■ **Provided data**:
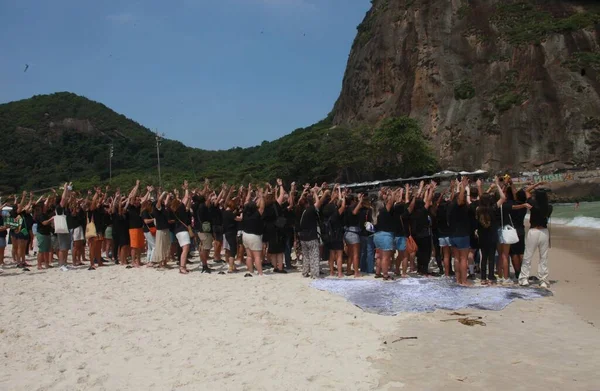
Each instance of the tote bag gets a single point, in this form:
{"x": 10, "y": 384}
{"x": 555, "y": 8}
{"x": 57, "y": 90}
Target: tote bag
{"x": 60, "y": 224}
{"x": 411, "y": 245}
{"x": 509, "y": 233}
{"x": 90, "y": 229}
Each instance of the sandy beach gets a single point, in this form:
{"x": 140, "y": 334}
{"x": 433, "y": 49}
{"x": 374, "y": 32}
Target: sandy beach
{"x": 126, "y": 329}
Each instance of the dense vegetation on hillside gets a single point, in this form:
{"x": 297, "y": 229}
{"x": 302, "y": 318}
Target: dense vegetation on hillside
{"x": 49, "y": 139}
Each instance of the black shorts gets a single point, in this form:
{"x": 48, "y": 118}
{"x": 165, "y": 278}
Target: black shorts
{"x": 519, "y": 247}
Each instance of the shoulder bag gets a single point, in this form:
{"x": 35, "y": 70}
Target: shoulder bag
{"x": 90, "y": 228}
{"x": 508, "y": 233}
{"x": 60, "y": 224}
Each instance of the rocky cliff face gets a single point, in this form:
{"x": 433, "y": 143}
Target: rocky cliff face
{"x": 497, "y": 84}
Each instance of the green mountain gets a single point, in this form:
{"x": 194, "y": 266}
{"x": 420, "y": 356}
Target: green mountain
{"x": 50, "y": 139}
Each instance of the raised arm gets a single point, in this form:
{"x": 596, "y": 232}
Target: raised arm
{"x": 320, "y": 200}
{"x": 342, "y": 208}
{"x": 500, "y": 193}
{"x": 281, "y": 191}
{"x": 411, "y": 207}
{"x": 134, "y": 191}
{"x": 462, "y": 199}
{"x": 428, "y": 200}
{"x": 249, "y": 195}
{"x": 261, "y": 202}
{"x": 359, "y": 204}
{"x": 65, "y": 197}
{"x": 292, "y": 196}
{"x": 529, "y": 189}
{"x": 116, "y": 199}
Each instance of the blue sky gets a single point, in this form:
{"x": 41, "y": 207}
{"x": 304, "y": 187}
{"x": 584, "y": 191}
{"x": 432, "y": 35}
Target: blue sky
{"x": 213, "y": 74}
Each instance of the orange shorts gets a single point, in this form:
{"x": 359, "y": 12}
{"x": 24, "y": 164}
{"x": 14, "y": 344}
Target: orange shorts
{"x": 136, "y": 238}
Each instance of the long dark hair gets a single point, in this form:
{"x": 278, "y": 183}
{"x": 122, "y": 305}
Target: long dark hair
{"x": 541, "y": 198}
{"x": 485, "y": 210}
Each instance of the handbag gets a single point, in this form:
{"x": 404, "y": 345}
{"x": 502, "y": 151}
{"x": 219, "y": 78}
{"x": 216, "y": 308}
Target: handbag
{"x": 280, "y": 221}
{"x": 152, "y": 230}
{"x": 189, "y": 227}
{"x": 60, "y": 224}
{"x": 411, "y": 245}
{"x": 90, "y": 229}
{"x": 508, "y": 234}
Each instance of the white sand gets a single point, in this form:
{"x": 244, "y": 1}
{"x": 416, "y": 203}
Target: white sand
{"x": 128, "y": 329}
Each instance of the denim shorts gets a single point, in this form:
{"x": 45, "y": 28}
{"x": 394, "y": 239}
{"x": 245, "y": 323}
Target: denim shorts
{"x": 384, "y": 241}
{"x": 445, "y": 241}
{"x": 351, "y": 236}
{"x": 460, "y": 242}
{"x": 400, "y": 242}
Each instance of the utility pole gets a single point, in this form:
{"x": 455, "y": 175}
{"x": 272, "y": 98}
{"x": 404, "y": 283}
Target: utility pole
{"x": 159, "y": 138}
{"x": 110, "y": 161}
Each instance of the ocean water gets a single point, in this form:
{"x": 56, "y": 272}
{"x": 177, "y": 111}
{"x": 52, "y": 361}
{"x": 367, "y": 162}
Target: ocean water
{"x": 586, "y": 216}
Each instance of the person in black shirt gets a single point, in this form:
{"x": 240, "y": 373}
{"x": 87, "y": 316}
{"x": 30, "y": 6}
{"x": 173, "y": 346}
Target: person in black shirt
{"x": 183, "y": 225}
{"x": 95, "y": 215}
{"x": 367, "y": 246}
{"x": 308, "y": 232}
{"x": 352, "y": 233}
{"x": 333, "y": 230}
{"x": 230, "y": 234}
{"x": 290, "y": 218}
{"x": 136, "y": 233}
{"x": 203, "y": 224}
{"x": 401, "y": 211}
{"x": 121, "y": 238}
{"x": 421, "y": 230}
{"x": 517, "y": 215}
{"x": 538, "y": 236}
{"x": 149, "y": 229}
{"x": 274, "y": 233}
{"x": 441, "y": 234}
{"x": 253, "y": 227}
{"x": 459, "y": 223}
{"x": 161, "y": 215}
{"x": 486, "y": 230}
{"x": 473, "y": 195}
{"x": 215, "y": 211}
{"x": 44, "y": 229}
{"x": 384, "y": 233}
{"x": 76, "y": 223}
{"x": 3, "y": 230}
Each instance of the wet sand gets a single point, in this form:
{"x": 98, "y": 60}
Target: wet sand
{"x": 548, "y": 344}
{"x": 127, "y": 329}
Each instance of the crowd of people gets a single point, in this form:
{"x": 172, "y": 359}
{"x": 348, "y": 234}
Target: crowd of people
{"x": 463, "y": 231}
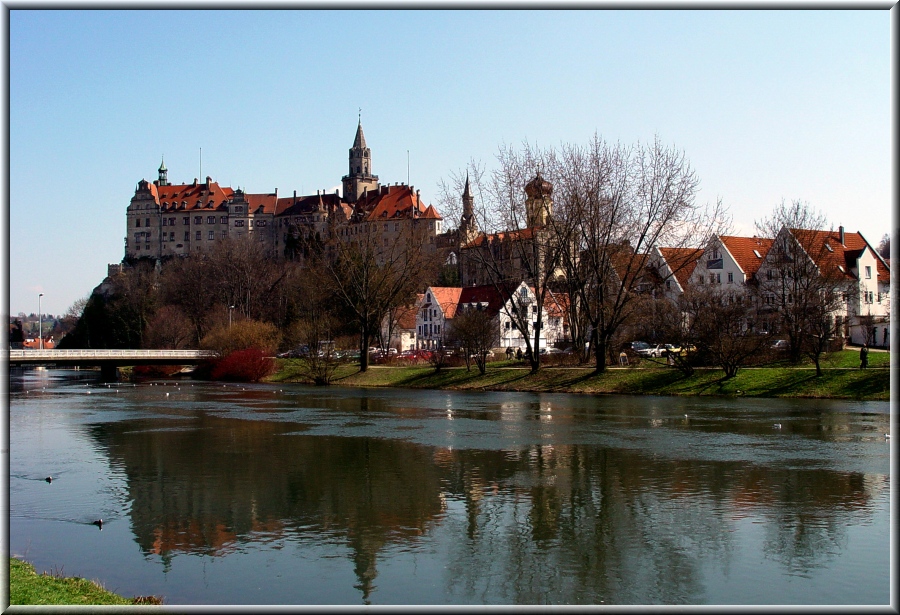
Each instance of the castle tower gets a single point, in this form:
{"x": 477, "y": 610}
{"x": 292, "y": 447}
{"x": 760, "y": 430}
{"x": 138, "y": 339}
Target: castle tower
{"x": 539, "y": 201}
{"x": 468, "y": 226}
{"x": 359, "y": 176}
{"x": 163, "y": 174}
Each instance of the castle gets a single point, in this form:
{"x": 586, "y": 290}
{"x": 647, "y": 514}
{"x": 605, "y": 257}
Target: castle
{"x": 165, "y": 220}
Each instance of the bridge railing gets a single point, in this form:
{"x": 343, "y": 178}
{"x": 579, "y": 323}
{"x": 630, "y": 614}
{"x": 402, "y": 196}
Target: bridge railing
{"x": 50, "y": 355}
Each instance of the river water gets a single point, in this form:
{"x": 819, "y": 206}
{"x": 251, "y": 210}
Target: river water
{"x": 260, "y": 494}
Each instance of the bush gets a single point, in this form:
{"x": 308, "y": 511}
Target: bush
{"x": 248, "y": 365}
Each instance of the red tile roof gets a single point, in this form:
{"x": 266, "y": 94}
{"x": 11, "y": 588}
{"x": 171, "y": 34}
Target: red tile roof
{"x": 394, "y": 202}
{"x": 748, "y": 252}
{"x": 682, "y": 262}
{"x": 447, "y": 297}
{"x": 816, "y": 244}
{"x": 193, "y": 196}
{"x": 406, "y": 315}
{"x": 526, "y": 233}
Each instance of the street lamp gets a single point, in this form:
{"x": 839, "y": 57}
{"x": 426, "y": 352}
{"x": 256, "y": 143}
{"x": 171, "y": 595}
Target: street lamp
{"x": 40, "y": 324}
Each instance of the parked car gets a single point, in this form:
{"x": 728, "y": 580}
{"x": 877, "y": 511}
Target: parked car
{"x": 657, "y": 350}
{"x": 635, "y": 347}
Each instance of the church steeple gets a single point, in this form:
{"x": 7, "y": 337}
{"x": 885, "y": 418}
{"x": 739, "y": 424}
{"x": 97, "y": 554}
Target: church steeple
{"x": 163, "y": 174}
{"x": 468, "y": 227}
{"x": 359, "y": 175}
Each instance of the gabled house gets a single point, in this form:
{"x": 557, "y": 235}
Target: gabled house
{"x": 439, "y": 305}
{"x": 674, "y": 267}
{"x": 398, "y": 328}
{"x": 730, "y": 261}
{"x": 854, "y": 267}
{"x": 433, "y": 312}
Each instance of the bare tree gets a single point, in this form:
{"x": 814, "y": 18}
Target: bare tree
{"x": 476, "y": 331}
{"x": 169, "y": 329}
{"x": 884, "y": 246}
{"x": 800, "y": 284}
{"x": 372, "y": 274}
{"x": 518, "y": 197}
{"x": 720, "y": 325}
{"x": 620, "y": 203}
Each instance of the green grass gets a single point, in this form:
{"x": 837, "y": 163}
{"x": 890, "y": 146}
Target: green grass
{"x": 840, "y": 380}
{"x": 28, "y": 587}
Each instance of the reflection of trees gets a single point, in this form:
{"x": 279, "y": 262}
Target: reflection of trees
{"x": 580, "y": 524}
{"x": 218, "y": 482}
{"x": 538, "y": 524}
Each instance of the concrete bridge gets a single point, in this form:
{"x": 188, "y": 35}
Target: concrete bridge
{"x": 108, "y": 360}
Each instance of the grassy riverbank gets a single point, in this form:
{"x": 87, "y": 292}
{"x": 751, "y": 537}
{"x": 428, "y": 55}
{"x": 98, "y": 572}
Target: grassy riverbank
{"x": 840, "y": 380}
{"x": 26, "y": 586}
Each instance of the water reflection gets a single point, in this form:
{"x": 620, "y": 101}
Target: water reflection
{"x": 547, "y": 523}
{"x": 516, "y": 499}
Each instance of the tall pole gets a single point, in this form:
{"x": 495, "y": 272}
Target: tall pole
{"x": 40, "y": 324}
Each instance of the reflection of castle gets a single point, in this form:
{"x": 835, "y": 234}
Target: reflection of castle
{"x": 184, "y": 502}
{"x": 529, "y": 512}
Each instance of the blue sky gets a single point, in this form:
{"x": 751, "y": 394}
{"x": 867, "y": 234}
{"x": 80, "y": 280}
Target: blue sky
{"x": 767, "y": 105}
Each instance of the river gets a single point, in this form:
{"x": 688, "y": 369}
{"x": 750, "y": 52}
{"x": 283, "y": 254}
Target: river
{"x": 257, "y": 494}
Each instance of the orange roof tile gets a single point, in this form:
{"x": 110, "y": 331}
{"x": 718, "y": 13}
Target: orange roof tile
{"x": 748, "y": 252}
{"x": 447, "y": 297}
{"x": 682, "y": 262}
{"x": 391, "y": 202}
{"x": 191, "y": 196}
{"x": 816, "y": 244}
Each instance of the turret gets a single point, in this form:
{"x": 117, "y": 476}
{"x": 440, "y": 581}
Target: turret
{"x": 359, "y": 175}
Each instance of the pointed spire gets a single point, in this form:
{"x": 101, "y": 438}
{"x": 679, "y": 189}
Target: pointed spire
{"x": 360, "y": 141}
{"x": 163, "y": 179}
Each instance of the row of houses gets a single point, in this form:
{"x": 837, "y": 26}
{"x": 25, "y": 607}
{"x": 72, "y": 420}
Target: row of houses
{"x": 727, "y": 263}
{"x": 427, "y": 323}
{"x": 738, "y": 263}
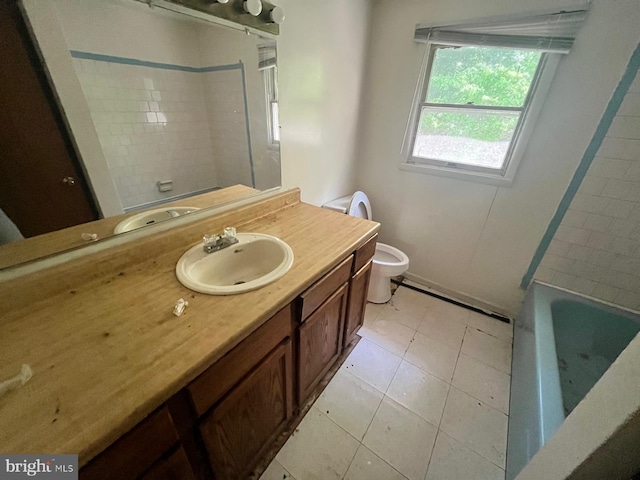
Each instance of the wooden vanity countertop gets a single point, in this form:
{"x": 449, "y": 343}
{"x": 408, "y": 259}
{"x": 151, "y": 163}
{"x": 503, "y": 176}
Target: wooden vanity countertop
{"x": 55, "y": 242}
{"x": 103, "y": 343}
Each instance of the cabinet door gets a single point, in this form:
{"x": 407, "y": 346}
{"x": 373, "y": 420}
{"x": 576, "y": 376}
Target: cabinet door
{"x": 136, "y": 451}
{"x": 320, "y": 342}
{"x": 357, "y": 302}
{"x": 244, "y": 423}
{"x": 174, "y": 467}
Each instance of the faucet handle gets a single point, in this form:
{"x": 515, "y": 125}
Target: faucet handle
{"x": 210, "y": 240}
{"x": 230, "y": 232}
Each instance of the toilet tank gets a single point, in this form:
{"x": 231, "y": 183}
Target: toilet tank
{"x": 339, "y": 204}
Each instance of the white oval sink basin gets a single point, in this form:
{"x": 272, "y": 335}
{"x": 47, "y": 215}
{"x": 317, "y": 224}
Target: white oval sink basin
{"x": 151, "y": 217}
{"x": 255, "y": 261}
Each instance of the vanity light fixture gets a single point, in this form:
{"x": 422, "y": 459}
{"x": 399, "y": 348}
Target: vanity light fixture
{"x": 253, "y": 7}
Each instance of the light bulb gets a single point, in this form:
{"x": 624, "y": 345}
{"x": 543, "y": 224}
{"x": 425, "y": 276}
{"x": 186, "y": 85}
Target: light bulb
{"x": 253, "y": 7}
{"x": 276, "y": 15}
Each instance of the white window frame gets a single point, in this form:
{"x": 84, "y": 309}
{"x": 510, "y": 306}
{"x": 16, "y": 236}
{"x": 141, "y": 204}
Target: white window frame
{"x": 533, "y": 105}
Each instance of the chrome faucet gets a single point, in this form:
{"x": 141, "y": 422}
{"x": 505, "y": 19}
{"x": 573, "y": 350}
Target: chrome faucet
{"x": 214, "y": 243}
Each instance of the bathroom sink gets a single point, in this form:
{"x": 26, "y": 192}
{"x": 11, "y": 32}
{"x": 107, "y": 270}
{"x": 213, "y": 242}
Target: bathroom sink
{"x": 255, "y": 261}
{"x": 151, "y": 217}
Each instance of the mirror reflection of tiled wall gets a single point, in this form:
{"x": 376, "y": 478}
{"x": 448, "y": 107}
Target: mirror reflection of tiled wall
{"x": 161, "y": 122}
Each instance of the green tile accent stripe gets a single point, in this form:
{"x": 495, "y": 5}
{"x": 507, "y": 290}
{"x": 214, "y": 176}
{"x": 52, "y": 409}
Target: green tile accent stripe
{"x": 145, "y": 63}
{"x": 601, "y": 131}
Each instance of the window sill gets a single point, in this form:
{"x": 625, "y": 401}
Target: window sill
{"x": 466, "y": 175}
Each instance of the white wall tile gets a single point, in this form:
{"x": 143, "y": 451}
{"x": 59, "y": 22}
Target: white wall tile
{"x": 630, "y": 105}
{"x": 608, "y": 206}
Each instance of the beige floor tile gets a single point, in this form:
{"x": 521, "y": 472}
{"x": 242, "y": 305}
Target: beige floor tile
{"x": 319, "y": 449}
{"x": 419, "y": 391}
{"x": 401, "y": 438}
{"x": 478, "y": 426}
{"x": 371, "y": 312}
{"x": 368, "y": 466}
{"x": 432, "y": 356}
{"x": 453, "y": 461}
{"x": 449, "y": 331}
{"x": 442, "y": 310}
{"x": 373, "y": 364}
{"x": 350, "y": 402}
{"x": 483, "y": 382}
{"x": 488, "y": 349}
{"x": 275, "y": 471}
{"x": 407, "y": 296}
{"x": 388, "y": 334}
{"x": 407, "y": 312}
{"x": 492, "y": 326}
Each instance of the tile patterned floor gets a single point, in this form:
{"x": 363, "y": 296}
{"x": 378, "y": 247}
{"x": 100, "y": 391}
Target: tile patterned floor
{"x": 423, "y": 396}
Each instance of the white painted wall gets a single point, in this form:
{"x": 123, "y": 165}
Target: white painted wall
{"x": 131, "y": 32}
{"x": 321, "y": 50}
{"x": 476, "y": 241}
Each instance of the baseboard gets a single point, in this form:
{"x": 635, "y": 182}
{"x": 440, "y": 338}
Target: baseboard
{"x": 457, "y": 297}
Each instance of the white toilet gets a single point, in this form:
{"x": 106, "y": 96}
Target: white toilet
{"x": 387, "y": 262}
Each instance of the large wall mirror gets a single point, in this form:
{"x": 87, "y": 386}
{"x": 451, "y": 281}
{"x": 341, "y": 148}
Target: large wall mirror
{"x": 165, "y": 112}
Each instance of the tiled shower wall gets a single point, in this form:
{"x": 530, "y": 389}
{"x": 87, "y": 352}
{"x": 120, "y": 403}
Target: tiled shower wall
{"x": 596, "y": 250}
{"x": 225, "y": 105}
{"x": 154, "y": 125}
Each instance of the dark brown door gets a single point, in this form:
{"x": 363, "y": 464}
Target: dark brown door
{"x": 42, "y": 187}
{"x": 243, "y": 425}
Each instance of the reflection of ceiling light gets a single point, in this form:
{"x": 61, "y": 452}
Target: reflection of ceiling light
{"x": 253, "y": 7}
{"x": 276, "y": 15}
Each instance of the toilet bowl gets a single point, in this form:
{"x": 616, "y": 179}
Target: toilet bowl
{"x": 387, "y": 261}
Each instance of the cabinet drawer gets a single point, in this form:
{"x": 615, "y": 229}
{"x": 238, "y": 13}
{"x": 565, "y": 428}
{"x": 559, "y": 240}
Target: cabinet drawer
{"x": 365, "y": 253}
{"x": 312, "y": 298}
{"x": 209, "y": 387}
{"x": 174, "y": 466}
{"x": 136, "y": 451}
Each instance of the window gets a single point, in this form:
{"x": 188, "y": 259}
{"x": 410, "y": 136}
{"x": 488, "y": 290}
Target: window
{"x": 267, "y": 64}
{"x": 271, "y": 88}
{"x": 480, "y": 90}
{"x": 475, "y": 100}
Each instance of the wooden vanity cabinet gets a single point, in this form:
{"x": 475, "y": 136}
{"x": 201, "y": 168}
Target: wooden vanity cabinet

■ **Task**: What is asked for is an exact copy of the lines above from the one containing "Each instance of the tiled" through the one containing "Each instance of the toilet bowl", and only those.

■ **Result of this exercise**:
Each instance of the tiled shower wall gets a single point, in this form:
{"x": 530, "y": 389}
{"x": 87, "y": 352}
{"x": 120, "y": 403}
Target: tiled shower wall
{"x": 596, "y": 250}
{"x": 225, "y": 105}
{"x": 154, "y": 125}
Each instance of the dark brown door gets a single point, in this form:
{"x": 363, "y": 464}
Target: dark brown door
{"x": 42, "y": 187}
{"x": 243, "y": 425}
Each instance of the reflection of ceiling light gets a single point, in this form:
{"x": 61, "y": 452}
Target: reflection of ceiling light
{"x": 253, "y": 7}
{"x": 276, "y": 15}
Each instance of the toilet bowl gets a single point, in this form:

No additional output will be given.